» TASK GOAL: Quote every one of the items below word for word, reproducing each line without any change.

» DATA SUPPLIED:
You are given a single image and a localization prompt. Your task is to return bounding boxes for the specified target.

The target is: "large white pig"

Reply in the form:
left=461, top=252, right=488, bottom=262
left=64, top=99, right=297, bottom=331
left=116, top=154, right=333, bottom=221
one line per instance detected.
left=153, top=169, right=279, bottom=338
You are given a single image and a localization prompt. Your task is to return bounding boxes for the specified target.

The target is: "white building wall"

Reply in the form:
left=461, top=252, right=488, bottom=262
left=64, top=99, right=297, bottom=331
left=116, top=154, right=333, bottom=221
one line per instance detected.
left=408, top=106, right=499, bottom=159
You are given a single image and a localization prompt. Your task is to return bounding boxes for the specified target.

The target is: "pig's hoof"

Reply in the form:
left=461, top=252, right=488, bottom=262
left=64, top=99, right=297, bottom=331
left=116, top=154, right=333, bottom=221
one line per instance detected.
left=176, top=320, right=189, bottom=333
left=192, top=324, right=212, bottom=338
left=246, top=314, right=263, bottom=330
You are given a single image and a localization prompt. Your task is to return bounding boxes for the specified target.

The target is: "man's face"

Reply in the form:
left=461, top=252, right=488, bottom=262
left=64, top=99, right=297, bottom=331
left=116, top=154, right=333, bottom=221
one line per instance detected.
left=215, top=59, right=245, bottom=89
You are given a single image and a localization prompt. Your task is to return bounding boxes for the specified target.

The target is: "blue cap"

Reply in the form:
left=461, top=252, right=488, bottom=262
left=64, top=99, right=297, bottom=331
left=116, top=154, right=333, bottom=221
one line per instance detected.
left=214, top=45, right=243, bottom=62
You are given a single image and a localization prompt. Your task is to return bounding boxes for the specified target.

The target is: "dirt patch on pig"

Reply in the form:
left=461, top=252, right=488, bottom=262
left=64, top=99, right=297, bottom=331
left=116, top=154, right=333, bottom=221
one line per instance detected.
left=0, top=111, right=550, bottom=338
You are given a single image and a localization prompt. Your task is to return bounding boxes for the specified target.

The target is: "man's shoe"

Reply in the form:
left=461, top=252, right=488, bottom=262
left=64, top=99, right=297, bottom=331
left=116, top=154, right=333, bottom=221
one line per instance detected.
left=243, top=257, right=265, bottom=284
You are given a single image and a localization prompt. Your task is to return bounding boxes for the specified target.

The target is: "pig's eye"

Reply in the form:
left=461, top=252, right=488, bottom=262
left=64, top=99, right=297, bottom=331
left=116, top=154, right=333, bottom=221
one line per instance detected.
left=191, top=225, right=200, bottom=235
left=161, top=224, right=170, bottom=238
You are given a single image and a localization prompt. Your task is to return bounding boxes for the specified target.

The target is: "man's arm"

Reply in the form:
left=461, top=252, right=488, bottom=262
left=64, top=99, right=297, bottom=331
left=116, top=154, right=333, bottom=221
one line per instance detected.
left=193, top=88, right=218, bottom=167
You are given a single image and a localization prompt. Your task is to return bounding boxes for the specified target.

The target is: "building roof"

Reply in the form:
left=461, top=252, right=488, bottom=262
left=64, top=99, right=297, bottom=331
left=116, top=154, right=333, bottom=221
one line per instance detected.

» TASK RESPONSE:
You are given a single image and a localization prompt. Your task is to return bounding boxes for the specified target.

The target is: "large white pig"

Reply in the form:
left=461, top=252, right=488, bottom=262
left=64, top=99, right=297, bottom=331
left=116, top=154, right=333, bottom=221
one line per instance detected.
left=153, top=169, right=279, bottom=338
You are given a single image and a localization prompt. Your task is to return bounding boxes for the specified target.

The target is: "white building wall"

Reply in the form:
left=461, top=252, right=488, bottom=262
left=64, top=99, right=297, bottom=331
left=116, top=154, right=333, bottom=221
one line per instance detected.
left=408, top=106, right=499, bottom=159
You are given a single image and a localization prompt. Your task is to return bounding boxes for the specified target.

The target is: "pig's hoof"

Reply in the form:
left=461, top=252, right=488, bottom=262
left=64, top=99, right=297, bottom=331
left=116, top=154, right=333, bottom=221
one line per instance detected.
left=176, top=320, right=189, bottom=333
left=192, top=324, right=212, bottom=338
left=246, top=314, right=263, bottom=330
You are given a single image and a localization prompt. Your task is to return bounding boxes for the specified target.

The target is: "man's face"

Reply in the form:
left=461, top=252, right=488, bottom=262
left=64, top=99, right=297, bottom=331
left=116, top=154, right=333, bottom=221
one line per instance detected.
left=215, top=59, right=245, bottom=89
You are given a single image and a localization prompt. Your task is to return bounding boxes for the specified target.

The target is: "blue cap"

Reply in the form:
left=461, top=252, right=488, bottom=262
left=64, top=99, right=297, bottom=331
left=116, top=154, right=333, bottom=221
one line per instance detected.
left=214, top=45, right=243, bottom=62
You are given a single image and a localization prompt. Your task is to return bounding boxes for the specified target.

The target is: "dirt patch on pig"

Reply in the form:
left=461, top=252, right=488, bottom=262
left=64, top=99, right=297, bottom=331
left=116, top=154, right=333, bottom=221
one line per instance detected.
left=0, top=111, right=550, bottom=338
You are given a single image and a localization prompt. Your task is to return bounding boxes for the specified target.

The target is: "man's shoe"

Reply in the form:
left=461, top=252, right=488, bottom=262
left=64, top=99, right=297, bottom=331
left=116, top=154, right=333, bottom=221
one line per instance detected.
left=243, top=257, right=265, bottom=284
You are given a single image and a localization prompt. Your task is to return bounding boxes for the specified target.

The target is: "pig's eye"

Reply in the form:
left=461, top=252, right=488, bottom=262
left=64, top=99, right=297, bottom=331
left=116, top=154, right=333, bottom=221
one line per instance detected.
left=191, top=225, right=200, bottom=235
left=161, top=224, right=170, bottom=238
You are given a single image and a localization prompt. Your task is to return bounding boxes for the specified target.

The target is: "man's arm"

Reply in the form:
left=461, top=252, right=488, bottom=262
left=64, top=99, right=297, bottom=331
left=116, top=154, right=333, bottom=221
one line per instance detected.
left=193, top=88, right=218, bottom=167
You are given a single image and a localization prompt. Your task is to return bounding boxes for the specified target.

The target is: "building roof"

Reply in the form:
left=461, top=252, right=488, bottom=262
left=64, top=99, right=297, bottom=331
left=116, top=154, right=333, bottom=221
one line per instance detected.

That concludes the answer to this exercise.